>> start

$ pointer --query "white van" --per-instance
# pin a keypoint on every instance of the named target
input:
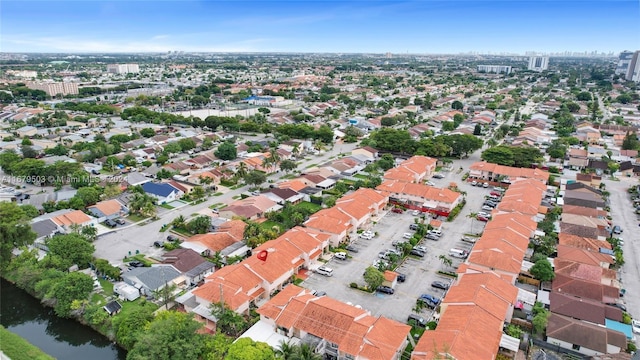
(458, 253)
(323, 270)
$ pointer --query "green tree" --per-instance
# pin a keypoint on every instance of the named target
(255, 177)
(147, 132)
(72, 286)
(542, 270)
(15, 230)
(288, 165)
(197, 193)
(247, 349)
(71, 249)
(200, 225)
(373, 277)
(226, 151)
(170, 336)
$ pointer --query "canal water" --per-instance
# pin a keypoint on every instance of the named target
(64, 339)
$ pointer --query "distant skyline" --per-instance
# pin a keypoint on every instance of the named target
(425, 26)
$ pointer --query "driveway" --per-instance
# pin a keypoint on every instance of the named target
(420, 272)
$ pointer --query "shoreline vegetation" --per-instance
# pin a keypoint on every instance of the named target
(16, 347)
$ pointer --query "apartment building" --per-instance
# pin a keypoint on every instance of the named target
(123, 68)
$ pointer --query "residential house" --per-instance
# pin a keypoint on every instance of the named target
(334, 328)
(193, 267)
(108, 209)
(583, 337)
(163, 192)
(415, 169)
(152, 279)
(250, 208)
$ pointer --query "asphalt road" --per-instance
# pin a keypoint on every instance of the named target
(115, 245)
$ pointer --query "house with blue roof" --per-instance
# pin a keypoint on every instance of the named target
(165, 193)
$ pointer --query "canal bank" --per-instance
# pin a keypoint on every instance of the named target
(61, 338)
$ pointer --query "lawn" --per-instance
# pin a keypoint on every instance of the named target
(268, 225)
(135, 218)
(107, 286)
(17, 348)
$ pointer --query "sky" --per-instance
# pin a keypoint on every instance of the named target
(378, 26)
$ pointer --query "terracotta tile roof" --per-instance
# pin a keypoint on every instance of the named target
(585, 289)
(72, 218)
(466, 332)
(353, 330)
(426, 192)
(486, 290)
(511, 172)
(586, 335)
(582, 242)
(108, 207)
(583, 256)
(330, 220)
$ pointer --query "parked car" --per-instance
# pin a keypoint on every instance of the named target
(385, 289)
(417, 319)
(469, 239)
(340, 255)
(440, 285)
(351, 248)
(421, 248)
(417, 253)
(432, 298)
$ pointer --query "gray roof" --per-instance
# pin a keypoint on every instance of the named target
(44, 227)
(153, 277)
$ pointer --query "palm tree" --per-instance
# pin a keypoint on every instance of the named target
(286, 351)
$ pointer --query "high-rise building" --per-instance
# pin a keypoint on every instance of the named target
(123, 68)
(633, 72)
(54, 88)
(623, 62)
(538, 63)
(498, 69)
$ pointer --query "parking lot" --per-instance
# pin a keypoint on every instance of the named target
(420, 272)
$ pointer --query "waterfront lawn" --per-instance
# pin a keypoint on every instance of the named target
(17, 348)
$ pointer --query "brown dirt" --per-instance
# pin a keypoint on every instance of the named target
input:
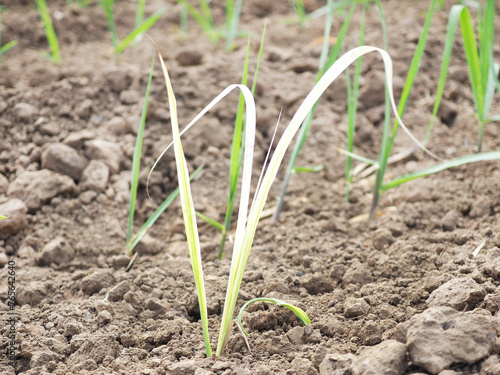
(360, 282)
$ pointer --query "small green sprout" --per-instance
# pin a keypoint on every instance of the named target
(139, 30)
(43, 9)
(205, 20)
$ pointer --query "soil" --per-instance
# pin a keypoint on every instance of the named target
(400, 294)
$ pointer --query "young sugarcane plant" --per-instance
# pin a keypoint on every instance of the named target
(247, 225)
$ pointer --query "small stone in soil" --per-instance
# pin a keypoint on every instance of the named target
(24, 112)
(441, 336)
(303, 366)
(450, 221)
(357, 274)
(317, 284)
(31, 293)
(57, 252)
(37, 187)
(459, 293)
(15, 210)
(95, 176)
(336, 364)
(149, 245)
(189, 58)
(96, 281)
(388, 358)
(354, 307)
(104, 317)
(109, 153)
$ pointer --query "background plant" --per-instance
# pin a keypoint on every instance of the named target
(43, 10)
(327, 58)
(141, 25)
(389, 133)
(483, 73)
(6, 47)
(205, 20)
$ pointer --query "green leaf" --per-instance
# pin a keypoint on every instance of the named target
(49, 31)
(484, 156)
(299, 313)
(188, 211)
(5, 48)
(157, 213)
(146, 25)
(316, 168)
(205, 20)
(136, 159)
(212, 222)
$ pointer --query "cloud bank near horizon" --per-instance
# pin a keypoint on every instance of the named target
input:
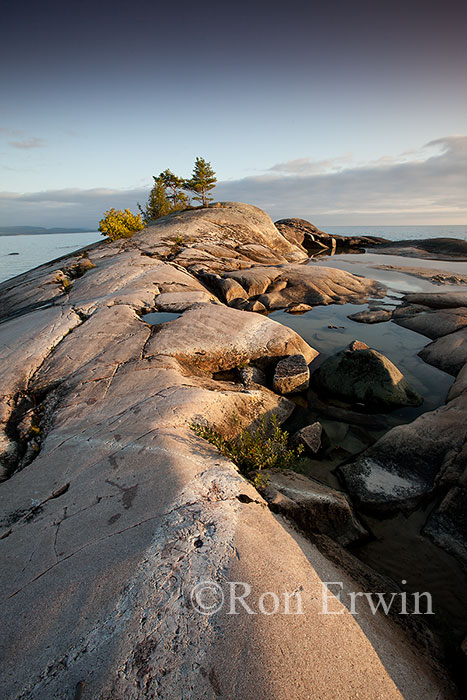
(419, 187)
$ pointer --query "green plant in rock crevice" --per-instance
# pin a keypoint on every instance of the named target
(254, 449)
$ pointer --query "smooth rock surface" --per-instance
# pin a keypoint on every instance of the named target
(291, 375)
(288, 285)
(214, 338)
(432, 323)
(123, 510)
(371, 316)
(309, 437)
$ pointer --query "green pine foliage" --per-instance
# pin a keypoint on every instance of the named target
(263, 447)
(202, 181)
(174, 186)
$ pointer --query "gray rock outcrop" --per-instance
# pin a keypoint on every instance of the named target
(365, 376)
(313, 506)
(291, 375)
(116, 516)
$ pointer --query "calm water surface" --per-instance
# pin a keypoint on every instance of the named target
(19, 254)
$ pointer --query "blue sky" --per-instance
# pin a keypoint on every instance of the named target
(323, 113)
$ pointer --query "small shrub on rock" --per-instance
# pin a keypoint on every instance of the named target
(120, 224)
(255, 449)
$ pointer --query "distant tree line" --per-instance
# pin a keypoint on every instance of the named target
(168, 194)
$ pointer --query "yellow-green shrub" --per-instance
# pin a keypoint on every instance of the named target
(120, 224)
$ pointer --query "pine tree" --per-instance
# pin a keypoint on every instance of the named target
(174, 184)
(158, 203)
(202, 181)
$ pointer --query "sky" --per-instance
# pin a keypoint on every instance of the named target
(350, 113)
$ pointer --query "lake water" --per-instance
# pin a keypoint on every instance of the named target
(29, 251)
(34, 250)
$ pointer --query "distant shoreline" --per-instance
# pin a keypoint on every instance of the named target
(46, 232)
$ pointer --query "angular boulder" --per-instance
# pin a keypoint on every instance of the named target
(309, 437)
(291, 375)
(447, 524)
(314, 507)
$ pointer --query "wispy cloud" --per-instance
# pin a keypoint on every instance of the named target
(307, 166)
(31, 142)
(426, 185)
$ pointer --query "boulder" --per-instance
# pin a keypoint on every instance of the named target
(308, 284)
(365, 376)
(432, 323)
(291, 375)
(213, 338)
(256, 306)
(309, 437)
(314, 507)
(371, 316)
(177, 302)
(437, 300)
(298, 308)
(447, 524)
(358, 345)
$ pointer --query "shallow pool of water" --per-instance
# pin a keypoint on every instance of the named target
(398, 549)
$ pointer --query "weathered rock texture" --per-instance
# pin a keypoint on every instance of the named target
(119, 511)
(364, 376)
(291, 375)
(313, 506)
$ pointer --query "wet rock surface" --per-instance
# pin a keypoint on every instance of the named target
(364, 376)
(309, 437)
(291, 375)
(121, 511)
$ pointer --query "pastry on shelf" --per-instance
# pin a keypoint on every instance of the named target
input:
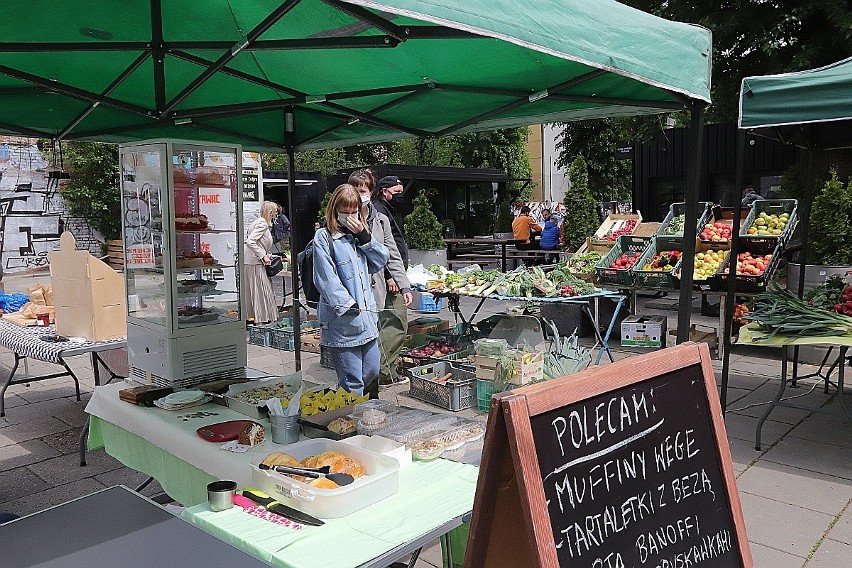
(191, 222)
(251, 435)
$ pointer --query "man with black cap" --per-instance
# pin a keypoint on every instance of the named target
(393, 320)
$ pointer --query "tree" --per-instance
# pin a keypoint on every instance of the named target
(596, 140)
(423, 231)
(761, 37)
(93, 191)
(504, 150)
(581, 215)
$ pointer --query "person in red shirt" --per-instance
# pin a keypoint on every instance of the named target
(522, 230)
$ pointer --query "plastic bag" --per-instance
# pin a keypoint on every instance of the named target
(12, 302)
(419, 275)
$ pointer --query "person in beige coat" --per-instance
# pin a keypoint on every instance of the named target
(260, 297)
(390, 286)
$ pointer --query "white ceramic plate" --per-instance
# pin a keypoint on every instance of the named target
(184, 397)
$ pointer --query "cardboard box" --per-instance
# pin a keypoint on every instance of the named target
(424, 328)
(644, 331)
(88, 295)
(529, 367)
(310, 342)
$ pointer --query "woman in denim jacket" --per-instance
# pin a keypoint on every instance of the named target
(347, 309)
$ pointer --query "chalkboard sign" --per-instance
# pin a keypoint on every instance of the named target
(620, 466)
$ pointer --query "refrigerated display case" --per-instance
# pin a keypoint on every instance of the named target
(182, 225)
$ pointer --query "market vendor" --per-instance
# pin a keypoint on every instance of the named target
(522, 230)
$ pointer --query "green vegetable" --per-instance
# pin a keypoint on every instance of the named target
(779, 312)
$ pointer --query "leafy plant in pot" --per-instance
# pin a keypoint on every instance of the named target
(829, 247)
(424, 234)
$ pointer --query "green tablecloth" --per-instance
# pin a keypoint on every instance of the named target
(746, 337)
(430, 494)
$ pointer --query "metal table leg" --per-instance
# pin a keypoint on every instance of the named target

>> end

> [Requirements]: Please gather every line of the records that contains the word "shoreline".

> [Result of the exercise]:
$ pointer --query "shoreline vegetation" --per-instance
$ pointer --query "distant shoreline" --per-instance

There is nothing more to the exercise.